▶ _Texte du document_:

════════════════════

Salah Ben Omrane 19 décembre 2012 22:24
Sidi Bouzid a connu lundi dernier, une visite éclair de deux piliers de marque du pouvoir central actuel tunisien, supposé être un pouvoir provisoire : Moncef Marzouki, chef de l’État et Mustapha Ben Jaâfar, président de l’Assemblée Constituante.
Hamadi Jebali , le président du gouvernement s’en est excusé, invoquant une grippe qui justifie son retrait de l’expédition spéciale à destination de cette ville du centre du pays. Une ville pas tout à fait refroidie. Elle n’est même pas tiède, depuis qu’elle a connu l’immolation par le feu de son fils Mohamed Bouazizi ,voici deux ans déjà . La vidéo en bas du présent article témoigne de la chaleur dans la qualité de l’accueil qui a été réservé aux visiteurs de prestige qui sont apparus sur la tribune et qui a été aménagée spécialement pour la circonstance.

════════════════════

▶ _Consignes de l'exercice_:
1. Résumez en deux phrases l'article sur la visite à Sidi Bouzid.
2. Poursuivez l'article sur la visite à Sidi Bouzid à partir de sa dernière phrase.
Les items ne sont pas nécessaires pour cet exercice.

▶ _Entrées_:
════════════════════

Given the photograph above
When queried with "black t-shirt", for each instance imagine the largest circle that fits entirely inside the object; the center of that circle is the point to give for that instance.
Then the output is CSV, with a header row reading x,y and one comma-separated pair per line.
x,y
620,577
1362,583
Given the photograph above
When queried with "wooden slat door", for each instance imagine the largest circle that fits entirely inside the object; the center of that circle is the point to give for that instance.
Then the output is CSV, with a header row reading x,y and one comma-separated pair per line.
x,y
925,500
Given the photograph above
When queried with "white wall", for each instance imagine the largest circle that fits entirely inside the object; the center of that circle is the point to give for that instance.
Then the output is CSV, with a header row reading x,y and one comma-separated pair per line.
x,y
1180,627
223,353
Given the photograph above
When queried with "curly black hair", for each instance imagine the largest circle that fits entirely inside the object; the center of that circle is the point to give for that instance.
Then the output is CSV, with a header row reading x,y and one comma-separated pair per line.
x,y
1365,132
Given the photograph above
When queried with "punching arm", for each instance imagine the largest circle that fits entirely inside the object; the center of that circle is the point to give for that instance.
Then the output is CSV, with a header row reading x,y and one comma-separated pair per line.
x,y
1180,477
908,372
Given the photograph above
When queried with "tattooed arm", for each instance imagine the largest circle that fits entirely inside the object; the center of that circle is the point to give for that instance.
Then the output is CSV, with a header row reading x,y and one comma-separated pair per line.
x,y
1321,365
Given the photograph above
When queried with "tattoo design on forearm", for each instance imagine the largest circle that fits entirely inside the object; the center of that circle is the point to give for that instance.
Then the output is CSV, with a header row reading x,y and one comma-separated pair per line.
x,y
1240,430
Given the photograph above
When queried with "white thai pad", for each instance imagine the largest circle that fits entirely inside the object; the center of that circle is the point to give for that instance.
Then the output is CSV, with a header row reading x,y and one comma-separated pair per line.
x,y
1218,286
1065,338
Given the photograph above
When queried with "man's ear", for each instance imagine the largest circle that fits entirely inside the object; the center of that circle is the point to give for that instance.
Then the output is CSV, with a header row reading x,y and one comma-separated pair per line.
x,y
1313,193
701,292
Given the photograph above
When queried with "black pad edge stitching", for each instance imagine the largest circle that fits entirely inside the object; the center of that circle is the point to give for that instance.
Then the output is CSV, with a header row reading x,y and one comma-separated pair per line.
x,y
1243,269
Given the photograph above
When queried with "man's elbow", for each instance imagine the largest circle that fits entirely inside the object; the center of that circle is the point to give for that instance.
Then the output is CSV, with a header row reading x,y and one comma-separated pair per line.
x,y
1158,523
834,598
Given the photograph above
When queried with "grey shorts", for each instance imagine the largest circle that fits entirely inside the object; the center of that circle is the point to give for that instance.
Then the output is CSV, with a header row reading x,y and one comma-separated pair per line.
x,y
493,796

════════════════════

▶ _Réponses aux consignes_:
1. Lundi dernier, Moncef Marzouki, chef de l'État, et Mustapha Ben Jaâfar, président de l'Assemblée constituante, ont effectué une visite éclair à Sidi Bouzid, ville du centre de la Tunisie. Hamadi Jebali, président du gouvernement, s'en est excusé en invoquant une grippe, alors que la ville n'est pas refroidie depuis l'immolation par le feu de Mohamed Bouazizi, il y a deux ans.

2.
La première remarque qui saute aux yeux est qu’il n’y a pas une seule femelle visible sur toutes les photos qui illustrent cette tribune. Les fanfaronnades sur la parité qu’on avait connues au lendemain du 14 janvier 2011, se sont toutes éclipsées. Il n’y a plus de quoi se vanter en racontant des sornettes à l’étranger , en affirmant que la femme tunisienne est active partout. On est en présence d’une affaire d’hommes, cette politique commémorative de la TroIka . Les femmes sont restées à la cuisine ou peut-être à s’épiler les sourcils en attendant le retour de leurs mâles glorieux, devenus des héros depuis le 23 octobre 2011.
Deuxièmement , on voit que les organisateurs de cette manifestation rendez-vous, ont opté pour faire disparaître la langue française au profit de la langue anglaise. Il est écrit ceci au fond de la tribune : « الدورة الثانية للمهرجان الدولي لثورة 17 ديسمبر »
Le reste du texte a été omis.